§ INSTRUCTIONS TO FOLLOW: Copy the records below word for word, beginning at the line that contains "target | paved road" and continuing through the last line of the records.

§ EXTRACTED INFORMATION:
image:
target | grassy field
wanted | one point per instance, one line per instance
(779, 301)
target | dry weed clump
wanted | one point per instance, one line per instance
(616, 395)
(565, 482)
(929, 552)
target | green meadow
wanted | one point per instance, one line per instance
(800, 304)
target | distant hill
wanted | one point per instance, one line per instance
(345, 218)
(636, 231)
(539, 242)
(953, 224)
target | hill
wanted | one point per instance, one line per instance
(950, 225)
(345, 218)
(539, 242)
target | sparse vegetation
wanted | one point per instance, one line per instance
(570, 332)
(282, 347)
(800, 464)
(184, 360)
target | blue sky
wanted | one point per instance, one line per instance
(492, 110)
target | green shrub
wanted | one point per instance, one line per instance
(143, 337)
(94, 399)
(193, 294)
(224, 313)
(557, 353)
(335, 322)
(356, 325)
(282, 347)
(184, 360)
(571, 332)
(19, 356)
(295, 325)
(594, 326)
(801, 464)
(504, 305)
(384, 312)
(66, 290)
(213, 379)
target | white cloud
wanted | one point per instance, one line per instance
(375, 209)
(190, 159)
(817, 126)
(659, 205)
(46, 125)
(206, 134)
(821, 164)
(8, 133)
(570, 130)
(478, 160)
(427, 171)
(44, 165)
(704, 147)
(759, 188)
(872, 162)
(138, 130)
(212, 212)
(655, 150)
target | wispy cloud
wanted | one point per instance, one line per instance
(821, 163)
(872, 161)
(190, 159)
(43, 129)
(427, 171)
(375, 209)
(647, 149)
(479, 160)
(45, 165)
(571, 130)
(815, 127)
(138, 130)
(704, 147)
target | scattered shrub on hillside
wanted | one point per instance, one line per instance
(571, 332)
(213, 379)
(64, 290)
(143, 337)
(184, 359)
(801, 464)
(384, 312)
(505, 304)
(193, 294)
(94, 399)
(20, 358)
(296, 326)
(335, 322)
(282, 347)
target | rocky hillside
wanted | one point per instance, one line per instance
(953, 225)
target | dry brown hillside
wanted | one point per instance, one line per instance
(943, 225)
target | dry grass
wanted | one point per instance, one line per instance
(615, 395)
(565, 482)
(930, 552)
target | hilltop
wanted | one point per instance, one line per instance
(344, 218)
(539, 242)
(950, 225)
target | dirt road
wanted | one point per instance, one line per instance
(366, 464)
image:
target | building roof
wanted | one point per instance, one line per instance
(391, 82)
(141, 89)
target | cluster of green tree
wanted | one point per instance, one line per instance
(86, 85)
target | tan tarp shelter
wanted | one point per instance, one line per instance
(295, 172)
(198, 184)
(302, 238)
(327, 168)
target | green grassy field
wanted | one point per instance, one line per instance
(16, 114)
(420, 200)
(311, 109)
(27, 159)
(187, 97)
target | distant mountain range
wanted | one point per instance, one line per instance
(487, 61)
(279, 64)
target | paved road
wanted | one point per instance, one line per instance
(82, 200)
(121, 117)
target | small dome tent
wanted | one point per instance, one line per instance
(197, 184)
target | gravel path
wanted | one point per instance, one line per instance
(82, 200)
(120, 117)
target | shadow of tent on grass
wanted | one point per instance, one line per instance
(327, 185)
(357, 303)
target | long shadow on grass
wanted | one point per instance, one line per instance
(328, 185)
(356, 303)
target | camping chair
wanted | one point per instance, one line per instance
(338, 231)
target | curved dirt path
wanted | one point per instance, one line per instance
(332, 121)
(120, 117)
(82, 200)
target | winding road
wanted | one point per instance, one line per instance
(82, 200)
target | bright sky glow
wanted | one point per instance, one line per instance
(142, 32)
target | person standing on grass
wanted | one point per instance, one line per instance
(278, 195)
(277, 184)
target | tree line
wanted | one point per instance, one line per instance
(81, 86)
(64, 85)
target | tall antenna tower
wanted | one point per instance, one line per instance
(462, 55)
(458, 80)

§ ANSWER BELOW:
target | paved road
wanted | one point per instance, one line per instance
(82, 200)
(121, 117)
target | small dome tent
wanted | one point per instance, one line per instance
(197, 184)
target | gravel path
wanted | one point per instance, one line per instance
(82, 200)
(120, 117)
target | shadow of tent on grass
wanted | one point per instance, one line per instance
(327, 185)
(357, 303)
target | long shadow on grass
wanted | one point per instance, one line per instance
(328, 185)
(356, 303)
target | camping chair
wanted | one point per instance, one line per instance
(338, 231)
target | curved dirt path
wanted | one point per instance, one line per instance
(332, 121)
(120, 117)
(82, 200)
target | winding road
wanted | one point per instance, one line per instance
(82, 200)
target | bright sky glow
wanted | one point per instance, one line per instance
(142, 32)
target | person standing on grass
wanted | one point per instance, one line per instance
(278, 195)
(277, 184)
target | tree line
wanted | one point per instance, one line per instance
(81, 86)
(64, 85)
target | tall antenna tower
wanted | one point per instance, one line per instance
(462, 55)
(458, 80)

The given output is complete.